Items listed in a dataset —
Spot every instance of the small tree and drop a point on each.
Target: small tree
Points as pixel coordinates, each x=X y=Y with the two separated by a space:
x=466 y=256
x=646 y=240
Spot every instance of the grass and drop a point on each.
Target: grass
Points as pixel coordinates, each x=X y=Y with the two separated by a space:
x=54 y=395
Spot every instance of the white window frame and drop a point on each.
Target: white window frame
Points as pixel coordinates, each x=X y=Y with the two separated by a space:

TASK DETAILS — This exercise calls for every record above to be written out again exactly.

RESULT OF THE TASK —
Spot every instance of the small tree and drop a point on each.
Target: small tree
Points as pixel coordinates, each x=X y=Y with the two separated by a space:
x=466 y=256
x=646 y=240
Spot every instance of the grass and drop a point on each.
Target: grass
Points as pixel coordinates, each x=X y=Y with the two separated by a space:
x=54 y=395
Spot every instance of the white window frame and drop a point on each.
Target: white window frame
Points as pixel coordinates, each x=X y=Y with the two separated by a space:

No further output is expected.